* [What you need to do]:
Please write out the lines below word for word, leaving out the pictures.

Lines of data:
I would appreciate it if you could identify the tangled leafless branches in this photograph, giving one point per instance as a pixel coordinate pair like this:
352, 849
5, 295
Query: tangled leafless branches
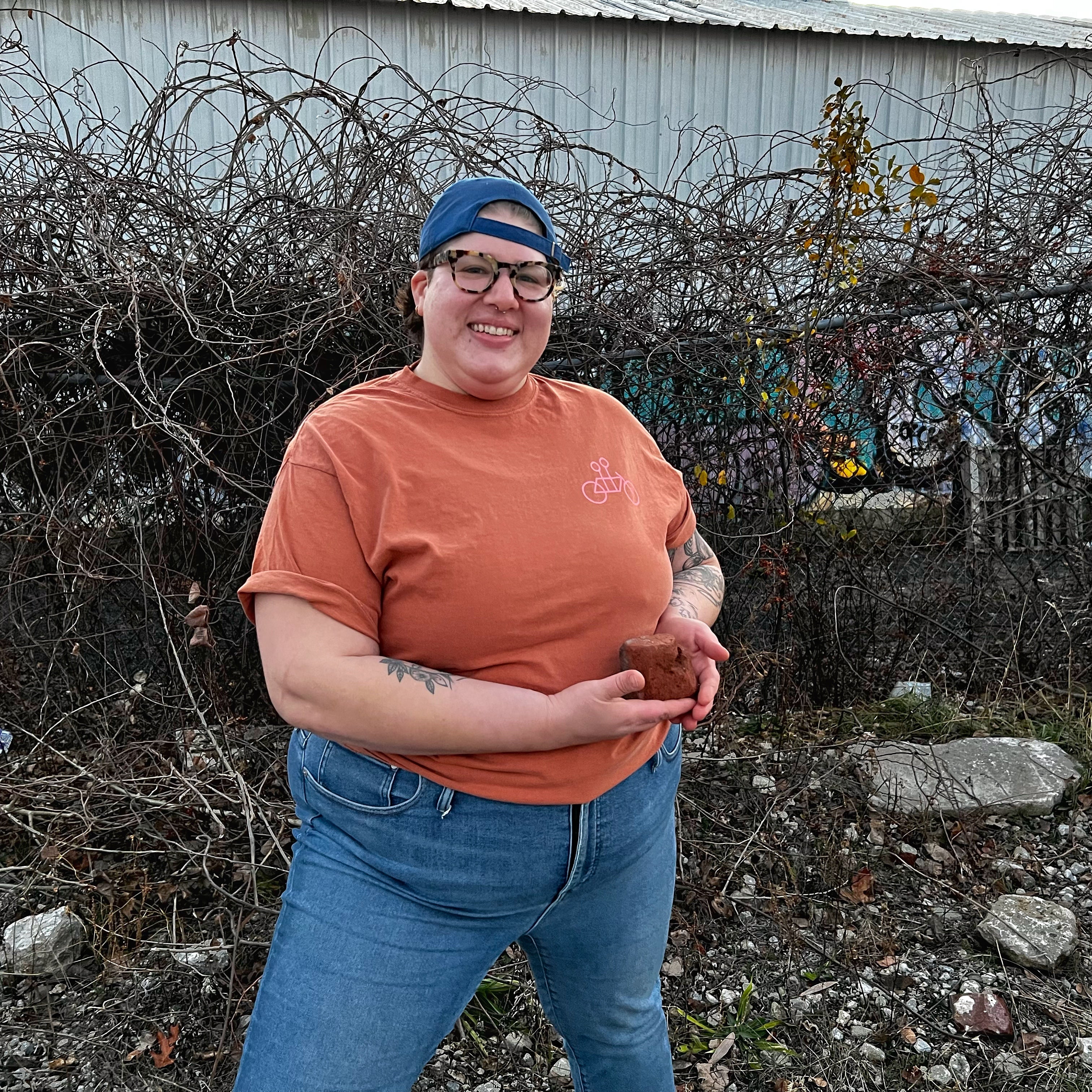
872, 368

* [Finished answer]:
I would appreciate it if you could identify the tangled leafless branches in this photograph, giving one point per instance as a pixel coordinate pair like this:
352, 849
5, 295
Query: tangled leafless branches
872, 368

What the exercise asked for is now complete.